ENTRIES PROVIDED:
▼

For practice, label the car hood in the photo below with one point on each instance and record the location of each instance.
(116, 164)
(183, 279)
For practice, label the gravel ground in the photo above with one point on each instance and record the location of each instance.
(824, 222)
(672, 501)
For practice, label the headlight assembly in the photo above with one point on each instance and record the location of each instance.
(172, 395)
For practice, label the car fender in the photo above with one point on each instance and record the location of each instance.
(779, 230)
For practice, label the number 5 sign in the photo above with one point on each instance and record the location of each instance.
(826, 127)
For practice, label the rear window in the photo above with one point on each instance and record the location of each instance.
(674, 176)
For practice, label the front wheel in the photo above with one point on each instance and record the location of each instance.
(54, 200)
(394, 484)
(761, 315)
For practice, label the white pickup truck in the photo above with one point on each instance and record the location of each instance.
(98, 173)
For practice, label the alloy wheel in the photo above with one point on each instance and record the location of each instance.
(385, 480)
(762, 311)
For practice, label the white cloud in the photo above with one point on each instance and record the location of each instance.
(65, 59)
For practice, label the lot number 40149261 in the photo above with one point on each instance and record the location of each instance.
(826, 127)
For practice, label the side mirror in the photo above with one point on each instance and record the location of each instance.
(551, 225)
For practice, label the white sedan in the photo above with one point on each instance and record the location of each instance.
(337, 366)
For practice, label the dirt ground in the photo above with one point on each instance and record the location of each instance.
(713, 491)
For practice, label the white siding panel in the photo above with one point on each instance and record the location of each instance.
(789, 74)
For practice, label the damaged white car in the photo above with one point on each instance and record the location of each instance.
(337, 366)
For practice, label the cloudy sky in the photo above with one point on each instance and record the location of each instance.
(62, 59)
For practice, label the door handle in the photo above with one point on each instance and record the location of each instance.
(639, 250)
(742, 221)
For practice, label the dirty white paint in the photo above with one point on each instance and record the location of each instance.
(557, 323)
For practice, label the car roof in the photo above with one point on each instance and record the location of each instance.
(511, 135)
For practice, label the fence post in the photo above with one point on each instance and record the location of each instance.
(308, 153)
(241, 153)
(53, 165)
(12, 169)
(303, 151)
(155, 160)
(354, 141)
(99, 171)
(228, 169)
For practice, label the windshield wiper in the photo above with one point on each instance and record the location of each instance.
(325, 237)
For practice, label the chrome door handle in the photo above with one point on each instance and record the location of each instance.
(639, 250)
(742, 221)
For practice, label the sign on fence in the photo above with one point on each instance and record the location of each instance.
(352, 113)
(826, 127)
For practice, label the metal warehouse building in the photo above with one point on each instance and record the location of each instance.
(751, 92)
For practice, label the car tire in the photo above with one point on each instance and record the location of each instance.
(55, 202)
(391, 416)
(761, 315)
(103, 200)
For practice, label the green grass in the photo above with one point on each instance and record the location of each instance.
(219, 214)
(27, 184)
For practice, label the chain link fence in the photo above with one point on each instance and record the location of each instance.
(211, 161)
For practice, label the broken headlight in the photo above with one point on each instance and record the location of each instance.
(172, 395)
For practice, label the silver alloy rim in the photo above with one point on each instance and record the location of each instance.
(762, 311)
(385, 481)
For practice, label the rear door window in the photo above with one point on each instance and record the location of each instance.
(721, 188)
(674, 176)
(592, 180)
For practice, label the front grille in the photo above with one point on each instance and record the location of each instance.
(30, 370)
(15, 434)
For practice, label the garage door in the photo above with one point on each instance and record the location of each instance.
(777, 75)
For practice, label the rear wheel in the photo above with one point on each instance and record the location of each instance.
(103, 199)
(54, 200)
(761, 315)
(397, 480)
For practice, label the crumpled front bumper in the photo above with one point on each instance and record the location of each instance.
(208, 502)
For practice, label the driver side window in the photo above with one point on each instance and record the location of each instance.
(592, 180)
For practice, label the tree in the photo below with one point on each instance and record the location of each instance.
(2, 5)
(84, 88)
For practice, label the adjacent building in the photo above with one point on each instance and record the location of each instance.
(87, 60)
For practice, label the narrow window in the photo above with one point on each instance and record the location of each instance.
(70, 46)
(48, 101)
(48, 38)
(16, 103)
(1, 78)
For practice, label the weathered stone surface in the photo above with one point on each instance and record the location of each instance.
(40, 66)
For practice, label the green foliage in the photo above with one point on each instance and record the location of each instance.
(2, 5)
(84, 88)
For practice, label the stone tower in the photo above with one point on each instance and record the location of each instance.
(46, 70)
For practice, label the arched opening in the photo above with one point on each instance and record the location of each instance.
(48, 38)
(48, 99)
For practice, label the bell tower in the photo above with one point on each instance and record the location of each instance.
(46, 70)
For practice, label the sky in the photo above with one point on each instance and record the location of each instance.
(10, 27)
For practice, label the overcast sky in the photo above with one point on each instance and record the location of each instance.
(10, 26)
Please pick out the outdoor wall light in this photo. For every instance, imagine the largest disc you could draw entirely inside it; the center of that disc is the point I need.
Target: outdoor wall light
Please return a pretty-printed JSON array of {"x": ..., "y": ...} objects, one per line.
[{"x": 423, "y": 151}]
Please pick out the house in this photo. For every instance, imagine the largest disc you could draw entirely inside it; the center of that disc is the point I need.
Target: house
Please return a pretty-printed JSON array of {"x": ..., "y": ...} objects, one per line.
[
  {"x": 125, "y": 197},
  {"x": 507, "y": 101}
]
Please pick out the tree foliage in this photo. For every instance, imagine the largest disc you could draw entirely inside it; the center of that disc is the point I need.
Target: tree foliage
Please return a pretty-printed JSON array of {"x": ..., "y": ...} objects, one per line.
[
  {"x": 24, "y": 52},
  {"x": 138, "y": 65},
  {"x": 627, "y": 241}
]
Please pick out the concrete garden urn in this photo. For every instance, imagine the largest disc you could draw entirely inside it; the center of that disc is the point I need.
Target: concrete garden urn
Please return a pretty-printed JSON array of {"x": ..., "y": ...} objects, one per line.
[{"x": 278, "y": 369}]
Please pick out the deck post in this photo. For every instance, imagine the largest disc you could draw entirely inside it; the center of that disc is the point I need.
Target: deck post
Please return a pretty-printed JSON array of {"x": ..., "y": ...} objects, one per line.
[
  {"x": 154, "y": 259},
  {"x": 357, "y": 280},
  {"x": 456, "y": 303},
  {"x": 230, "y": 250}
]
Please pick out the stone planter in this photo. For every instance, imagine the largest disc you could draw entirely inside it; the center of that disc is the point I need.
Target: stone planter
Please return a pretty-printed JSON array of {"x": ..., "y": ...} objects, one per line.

▲

WHAT THE EXERCISE ASKS:
The answer should be an exact copy of the data.

RESULT FOR THIS TASK:
For practice, label the car hood in the photo below with one point on each instance and record the location of each instance.
(116, 164)
(183, 279)
For practice, label the gravel ground in the photo above with one point on each instance and record the location of each instance.
(824, 222)
(672, 501)
For practice, label the headlight assembly in the photo above with one point on each instance and record the location of each instance.
(172, 395)
For practice, label the car fender in the photo above with one point on each instance and record the location of each instance.
(779, 230)
For practice, label the number 5 sign in the photo above with one point on each instance and record the location of each instance.
(826, 127)
For practice, label the rear window in the photo above with one point on each instance and record the location of each instance.
(674, 176)
For practice, label the front wheel in the photo above with one point on each instance and record the location of each instance.
(54, 200)
(394, 484)
(761, 315)
For practice, label the white pickup truck in the photo above with one point on each instance and record the location of each instance.
(98, 173)
For practice, label the alloy wheel in the photo above with one point on each instance and record the location of each instance.
(385, 480)
(762, 311)
For practice, label the white cloud in the photo above with one point on each instance and record the location of each instance.
(65, 59)
For practice, label the lot number 40149261 in the photo above with one point on each instance and record the location of each instance.
(826, 127)
For practice, label the side mirror in the photo above with one point on each instance and record the location of each instance.
(551, 225)
For practice, label the white sedan in the photo above with one point on each instance and record the location of each instance.
(337, 366)
For practice, label the dirt ground in the photo above with one point on each instance and record the location of each instance.
(713, 491)
For practice, label the white siding panel in the photo above with one point on each instance and record the location of each instance.
(789, 74)
For practice, label the damaged white car in the photo above with one point on each instance and record the location of each instance.
(337, 366)
For practice, label the cloudy sky in the photo above with one point on each instance and record the location of each instance.
(62, 59)
For practice, label the door handle in the photo above with one point on each instance and record the location of each instance.
(639, 250)
(742, 221)
For practice, label the dirty white paint in the photo above with one point on each instance and record the location of each instance.
(557, 323)
For practice, label the car roof in the photo above with one point on each instance and record the location of each instance.
(511, 135)
For practice, label the fence post in the photo above with one point on each instance and record the location of each instance.
(308, 153)
(241, 153)
(53, 165)
(12, 169)
(303, 151)
(155, 160)
(354, 141)
(99, 171)
(228, 169)
For practice, label the windshield wiper in the photo above with one point on each instance and record the location of each instance.
(325, 237)
For practice, label the chrome door handle in the photo above with one point on each instance and record the location of each instance.
(639, 250)
(742, 221)
For practice, label the sign on fence in the photo above with one point on each instance and record the location of each instance.
(352, 113)
(826, 127)
For practice, label the metal warehouse building in the photo above with one point on each instance and record the location of each instance.
(751, 92)
For practice, label the car tire in the photo above with one point on each instance and record the location of each instance.
(55, 202)
(391, 416)
(761, 315)
(103, 200)
For practice, label the green grass in the photo above with one point on each instance and record the location of each instance.
(219, 214)
(27, 184)
For practice, label the chain link fence in the photo above with one point on each instance and record the location of each instance.
(211, 161)
For practice, label the broken headlight in the photo above with one point on each instance and record the location of each instance.
(172, 395)
For practice, label the silver alloy rim in the photo above with one point on each instance and record the location of each instance.
(762, 311)
(385, 481)
For practice, label the rear door window in the photo above with one point on each instance and record the location of each instance.
(721, 188)
(674, 176)
(592, 180)
For practice, label the front grille in the photo above with one point on each instance and record the location of each instance.
(30, 370)
(15, 434)
For practice, label the garage door in the photo above with one point on each instance and record the location of each instance.
(777, 75)
For practice, label the rear wheel in the photo above with one point on each instance and record the location of each instance.
(103, 199)
(54, 200)
(761, 315)
(397, 480)
For practice, label the crumpled front bumper in the photo above with one point on each instance and record the location of each instance.
(208, 502)
For practice, label the driver side window in the photo above with one point on each instance and record the location of each instance.
(592, 180)
For practice, label the tree in the photo below with one point on each instance and record the location of each instance.
(2, 5)
(84, 88)
For practice, label the adjacent building in the photo above with one point on each instance and record the location of each instance.
(87, 60)
For practice, label the narrow window in the photo above with one point on each instance and record the location of each instance.
(70, 46)
(48, 101)
(48, 38)
(16, 103)
(1, 78)
For practice, label the weathered stone surface in the photo above with one point on each instance and record the location of each instance.
(40, 66)
For practice, label the green foliage in the photo above with one point on each instance and record the location of each instance.
(2, 5)
(84, 88)
For practice, label the stone tower in the photo above with one point on each instance and record the location of each instance.
(46, 70)
For practice, label the arched opening in the photo above with one point on each instance and record the location of each instance.
(48, 38)
(48, 99)
For practice, label the bell tower in the photo above with one point on each instance and record the location of each instance.
(46, 70)
For practice, label the sky in the photo above with one point on each instance and record the location of each instance.
(10, 27)
For practice, label the overcast sky in the photo above with one point on each instance and record the location of each instance.
(10, 26)
Please pick out the outdoor wall light in this photo. For every instance, imagine the largest disc you could draw entirely inside it; the center of that disc is the point I need.
Target: outdoor wall light
Please return a pretty-printed JSON array of {"x": ..., "y": ...} objects, one per line.
[{"x": 423, "y": 151}]
Please pick out the house in this photo. For every instance, imagine the largest disc you could draw entirely inside it; the center of that disc is the point I need.
Target: house
Please return a pretty-printed JSON array of {"x": ..., "y": ...} objects, one per line.
[
  {"x": 125, "y": 197},
  {"x": 507, "y": 101}
]
Please pick out the tree foliage in this photo. For every instance, imagine the largest disc you could draw entirely inside it; the center of that disc is the point I need.
Target: tree foliage
Please return a pretty-printed JSON array of {"x": ..., "y": ...} objects, one per line.
[
  {"x": 24, "y": 52},
  {"x": 138, "y": 65},
  {"x": 627, "y": 241}
]
Please pick out the concrete garden urn in this photo. For every instance, imagine the largest disc you could draw entirely inside it; the center of that disc is the point I need.
Target: concrete garden urn
Please return a pretty-printed JSON array of {"x": ..., "y": ...} objects, one per line.
[{"x": 278, "y": 369}]
Please pick out the deck post in this photo. For every instance, imagine the largest disc you could draw entirely inside it; the center of that disc is the point I need.
Target: deck post
Please return a pretty-printed JSON array of {"x": ..., "y": ...} objects, one per line.
[
  {"x": 154, "y": 259},
  {"x": 357, "y": 280},
  {"x": 456, "y": 303},
  {"x": 230, "y": 250}
]
Please pick out the stone planter in this photo. For every instance, imagine the largest disc you could draw entirely inside it; the center of that disc is the point I need.
Target: stone planter
Please return a pretty-printed JSON array of {"x": ..., "y": ...} objects, one per line.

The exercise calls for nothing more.